Start of Supplied material

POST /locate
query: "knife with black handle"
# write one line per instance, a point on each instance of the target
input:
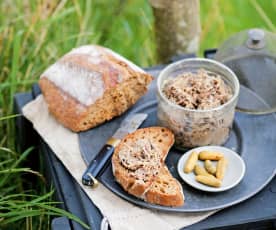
(100, 161)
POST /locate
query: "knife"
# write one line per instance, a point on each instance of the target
(100, 161)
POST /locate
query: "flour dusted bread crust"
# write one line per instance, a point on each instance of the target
(138, 165)
(91, 85)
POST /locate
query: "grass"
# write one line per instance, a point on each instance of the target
(34, 33)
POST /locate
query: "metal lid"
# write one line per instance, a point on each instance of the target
(251, 54)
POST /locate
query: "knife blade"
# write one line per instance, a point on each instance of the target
(100, 161)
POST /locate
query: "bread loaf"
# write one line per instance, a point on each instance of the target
(91, 85)
(138, 166)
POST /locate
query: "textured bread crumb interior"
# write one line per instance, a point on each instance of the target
(155, 184)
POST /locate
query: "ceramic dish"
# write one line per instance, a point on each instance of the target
(234, 173)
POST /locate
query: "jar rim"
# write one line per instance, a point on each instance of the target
(207, 61)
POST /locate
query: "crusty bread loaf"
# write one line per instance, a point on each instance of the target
(90, 85)
(138, 165)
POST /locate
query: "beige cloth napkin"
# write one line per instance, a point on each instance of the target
(121, 214)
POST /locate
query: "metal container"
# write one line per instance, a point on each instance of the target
(197, 127)
(251, 55)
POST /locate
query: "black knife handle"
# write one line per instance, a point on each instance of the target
(97, 164)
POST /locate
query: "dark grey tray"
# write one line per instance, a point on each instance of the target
(252, 136)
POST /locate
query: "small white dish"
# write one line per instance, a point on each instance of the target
(234, 172)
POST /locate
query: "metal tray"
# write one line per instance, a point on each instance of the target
(254, 137)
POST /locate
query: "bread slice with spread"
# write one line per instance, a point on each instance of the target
(138, 165)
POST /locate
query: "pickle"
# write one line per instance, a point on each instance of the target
(209, 155)
(191, 162)
(210, 168)
(198, 170)
(221, 168)
(210, 181)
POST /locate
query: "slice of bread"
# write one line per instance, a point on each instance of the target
(138, 166)
(165, 190)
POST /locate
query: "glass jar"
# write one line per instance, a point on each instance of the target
(195, 127)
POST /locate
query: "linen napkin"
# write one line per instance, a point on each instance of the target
(120, 214)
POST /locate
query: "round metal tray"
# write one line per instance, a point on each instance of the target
(253, 137)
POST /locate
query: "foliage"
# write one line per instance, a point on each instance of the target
(34, 33)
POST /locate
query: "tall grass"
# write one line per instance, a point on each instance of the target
(34, 33)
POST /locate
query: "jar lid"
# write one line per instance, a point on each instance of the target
(251, 54)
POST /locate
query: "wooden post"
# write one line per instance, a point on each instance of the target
(177, 27)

End of Supplied material

§ **What is needed**
Restate the listing above word for word, and skip the pictures.

§ **Answer to this exercise**
POST /locate
query: "knife with black handle"
# write one line per instance, a point on each instance of the target
input:
(100, 161)
POST /locate
query: "knife"
# write one line per instance, a point on each instance of the target
(100, 161)
POST /locate
query: "flour dusted bread crust"
# write one line per instance, a point on each instance of the target
(138, 165)
(91, 85)
POST /locate
query: "grass"
# write one line per instance, a point on each instance of the target
(34, 33)
POST /locate
query: "metal lid"
# write one line per instance, a point on each instance of the target
(251, 54)
POST /locate
query: "knife blade"
# write one line per instance, a point on each instance of the target
(100, 161)
POST /locate
query: "bread loaf"
# write one line per instance, a point on each instance of the target
(91, 85)
(138, 166)
POST /locate
query: "textured bread crumb interior"
# write one line per instance, a point on each instance of the target
(155, 184)
POST /locate
query: "ceramic dish"
# write one line per instance, a point on each instance of the target
(234, 173)
POST /locate
query: "jar rim"
# write one line per instance, a point on each instance of the target
(207, 61)
POST /locate
query: "crusty bread loaf"
# write one line per instance, a point on each instance of the target
(90, 85)
(138, 165)
POST /locate
query: "beige cloth napkin"
# write one line per instance, a point on each instance of the target
(121, 214)
POST /locate
query: "metal container"
# write one line per instance, a point on each instance of the target
(197, 127)
(251, 55)
POST /locate
query: "black knife handle"
# write one line per instance, a point on each instance of the target
(97, 164)
POST /locate
query: "dark grey tray"
# write one line per instance, a point on each instance of the target
(252, 136)
POST /locate
query: "small white dish"
# write one line per instance, a point on each instance of the target
(234, 172)
POST /locate
query: "metal tray"
# write one line per instance, a point on each instance of the target
(254, 137)
POST /locate
query: "bread slice with spread"
# write one line per instance, a point on each instance of the target
(138, 165)
POST /locate
query: "pickle"
# write one line per instance, a point on each instance of the target
(209, 155)
(191, 162)
(210, 168)
(198, 170)
(221, 168)
(210, 181)
POST /locate
query: "slice of bread"
# write one line per instance, a point on each instance of the target
(138, 166)
(165, 190)
POST /locate
query: "glass jar"
# write one line per instance, a point on each instance of the target
(195, 127)
POST /locate
query: "linen napkin"
# write one line per instance, a point on each instance of the target
(120, 214)
POST /locate
query: "round metal tray"
# write one line per instance, a point on each instance of the target
(253, 137)
POST /locate
query: "foliage"
# write one line per instance, a point on each instance of the target
(34, 33)
POST /locate
query: "tall grass"
# write one line per instance, a point on each instance of the target
(34, 33)
POST /locate
query: "jar lid"
# write one line per instance, a point on each instance of the target
(251, 54)
POST /locate
query: "wooden post"
# write one line per instance, a point on each instance of the target
(177, 27)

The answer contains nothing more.